*EXTRACTED TEXT*.
## Begin

- Abbreviation: AKKEL
- Leader: Vakis Tsiombanidis
- Founder: Vakis Tsiombanidis
- Founded: May 2014
- Headquarters: Sakkos, Orestiada
- Youth wing: AKKEL Youth
- Ideology: Agrarianism Agrarian reform Euroscepticism Russophilia
- Political position: Right-wing Big tent
- National affiliation: National Alliance
- European affiliation: ESN (Sofia Declaration) EAFD (2020–2023) 5SDD (2019)
- Colours: Purple Blue
- Parliament: 0 / 300
- European Parliament: 0 / 21

Website
- akkelparty.blogspot.com

= Agricultural Livestock Party of Greece =

The Agricultural Livestock Party of Greece (Αγροτικό Κτηνοτροφικό Κόμμα Ελλάδας; AKKEL) is a Greek political party founded in May 2014 with Evangelos (Vakis) Tsiombanidis as president. The headquarters of the Party is located in Sakkos, Orestiada.

## End

Pick up the article on the Agricultural Livestock Party of Greece after its last sentence and continue writing it.

(Entries pointing to named objects)
## Begin

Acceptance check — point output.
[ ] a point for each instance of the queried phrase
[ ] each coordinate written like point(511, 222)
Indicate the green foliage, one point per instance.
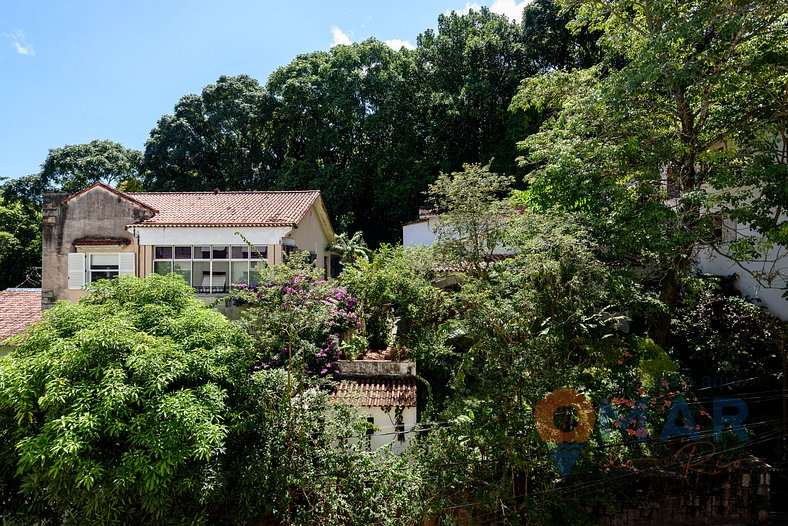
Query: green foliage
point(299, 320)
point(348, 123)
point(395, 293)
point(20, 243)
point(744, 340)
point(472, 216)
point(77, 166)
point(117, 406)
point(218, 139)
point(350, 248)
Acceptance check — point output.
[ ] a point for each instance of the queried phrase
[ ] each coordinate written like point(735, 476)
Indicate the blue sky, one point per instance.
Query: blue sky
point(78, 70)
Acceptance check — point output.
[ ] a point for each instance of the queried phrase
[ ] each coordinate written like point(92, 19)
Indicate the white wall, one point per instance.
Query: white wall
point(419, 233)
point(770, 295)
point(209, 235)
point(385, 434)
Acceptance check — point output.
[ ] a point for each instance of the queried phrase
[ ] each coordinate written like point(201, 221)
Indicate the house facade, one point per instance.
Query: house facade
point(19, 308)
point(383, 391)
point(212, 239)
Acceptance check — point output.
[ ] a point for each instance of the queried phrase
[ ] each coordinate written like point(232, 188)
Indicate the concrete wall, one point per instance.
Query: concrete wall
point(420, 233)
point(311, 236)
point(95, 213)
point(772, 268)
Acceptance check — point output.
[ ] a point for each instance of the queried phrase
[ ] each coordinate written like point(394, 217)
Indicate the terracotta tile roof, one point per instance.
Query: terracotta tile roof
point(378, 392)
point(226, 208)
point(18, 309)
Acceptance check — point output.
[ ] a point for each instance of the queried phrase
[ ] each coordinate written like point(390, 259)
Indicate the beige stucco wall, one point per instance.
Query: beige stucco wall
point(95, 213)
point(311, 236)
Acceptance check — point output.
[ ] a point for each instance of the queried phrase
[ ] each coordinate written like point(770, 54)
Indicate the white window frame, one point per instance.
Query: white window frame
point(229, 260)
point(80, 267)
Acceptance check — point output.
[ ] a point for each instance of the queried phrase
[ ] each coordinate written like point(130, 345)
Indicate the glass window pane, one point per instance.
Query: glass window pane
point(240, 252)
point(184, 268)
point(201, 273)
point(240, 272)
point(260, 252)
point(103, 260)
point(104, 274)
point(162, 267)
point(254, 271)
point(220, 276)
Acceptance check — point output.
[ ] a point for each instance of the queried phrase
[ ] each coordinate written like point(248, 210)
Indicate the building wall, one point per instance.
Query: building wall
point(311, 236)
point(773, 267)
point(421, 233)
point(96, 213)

## End

*OUTPUT FOR THIS TASK*.
== History ==
AKKEL participated independently in the 2014 European election, where it received 0.57% (32,366) votes. In the national elections of January 2015, it participated as a coalition of parties with the Independent Greeks, the Christian Democratic Party of the Overthrow, the Fiery Greece and the LEYKO, an alliance that was not repeated in the early parliamentary elections of the same year. In February 2019, AKKEL participated in an event together with the Italian party 5 Star Movement, the Croatian Human Shield, the Polish Kukiz'15 and the Finnish Movement Now with the aim of creating a pan-European electoral alliance for the May 2019 European elections. In the national elections of July 7, 2019, AKKEL collaborated with EPAM where the alliance received 0.50% of the vote. Since 2020, it works with other political organizations in the coalition Unity Initiative.

== Ideology ==
The purpose of the party is to represent the farmers and the people of the primary sector in Greece in general. AKKEL's basic ideology according to the party's statute is the development of the country through primary production and it has raised several issues concerning Greek farmers in the European Union. The party refuses to be placed in the left–right political spectrum, considering it obsolete and divisive, while identifying itself as a unifying party.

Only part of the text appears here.